凌風丸絵図。佐賀藩が造った、日本初の実用的な蒸気船。慶応元年(1865)に完成した(佐嘉神社蔵)

 

近代化に挑んだ佐賀の男たち、そして…

 長崎海軍伝習所の1期生に、中牟田倉之助という藩士がいた。彼は佐野と一緒に卒業して国元に帰ってから、また長崎に戻り、2期生としても伝習を続けた。

 いったん帰った際に、三重津の造船所計画に加わり、その後、オランダ人から情報を得つつ、国元の佐野と連携したのだろう。中牟田ら2期生は、長崎でスループという小型帆船も実作している。

 一方、幕府は、江戸築地の軍艦操練所が軌道に乗ると、長崎海軍伝習所の閉鎖を決定。安政6年4月には、幕臣たちが江戸に引き上げ、諸藩も伝習生を国元に戻した。

 オランダ人教官団は帰国船の出航を待って、なお5カ月ほど長崎に滞在した。この時、佐賀藩士たちは最後まで伝習を受け、できる限り知識の吸収に務めた。長崎海軍伝習所の恩恵を、最大に活かしたのは、佐賀藩だったといえる。

 とうとう三重津に造船所が建設され、佐野や中牟田たちの手で、蒸気機関の製造が始まった。ただしボイラーからの蒸気漏れを防ぐのが難しく、7年もの歳月を費やしたが、慶応元年(1865)には、日本で初めて充分な出力を持つ蒸気船──すなわち、凌風丸が完成。

 また千代田形という幕府軍艦のためにも、蒸気機関を製作した。江戸湾の台場用に鉄製大砲を造ったのと同じく、幕府の軍備の西洋化は、佐賀藩が先導する形だった。

### 提供データ

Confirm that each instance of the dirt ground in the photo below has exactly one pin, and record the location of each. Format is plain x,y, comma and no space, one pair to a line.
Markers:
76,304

### やるべきこと
佐賀藩の蒸気船づくりを扱った文章を取り上げ、最後の一文の後から続きを書きなさい。 データは文章の内容とは関係がない。

### 正しい答え
 三重津は藩の近代的海軍の拠点となり、幕末までにオランダ製の輸入軍艦や、帆走船も合わせて、13隻の艦隊が組織された。

 

佐賀藩なくして為し得なかった維新

 幕末の佐賀藩が、それほどまでに輝かしい業績を持ちながらも、現在、あまり語られることがないのは、なぜなのだろうか。

 少し年月が戻るが、文久年間に入ると、各地で尊王攘夷の動きが激化した。それまで直正は、国元の統治と技術改革に専念していたが、大砲製造や蒸気船造船などの高い軍事技術を持つがゆえに、朝廷、幕府、両方から味方につくように求められた。

 そこで文久元年(1861)、長男で16歳になった直大に家督を譲り、騒乱の京都や江戸に出た。藩主として下手な行動に出ると、御家断絶などの危機に見舞われかねない。だからこそ隠居して、身軽な立場になったのだ。ただし将軍臣下の大名家という立場をわきまえ、あくまでも幕府寄りだった。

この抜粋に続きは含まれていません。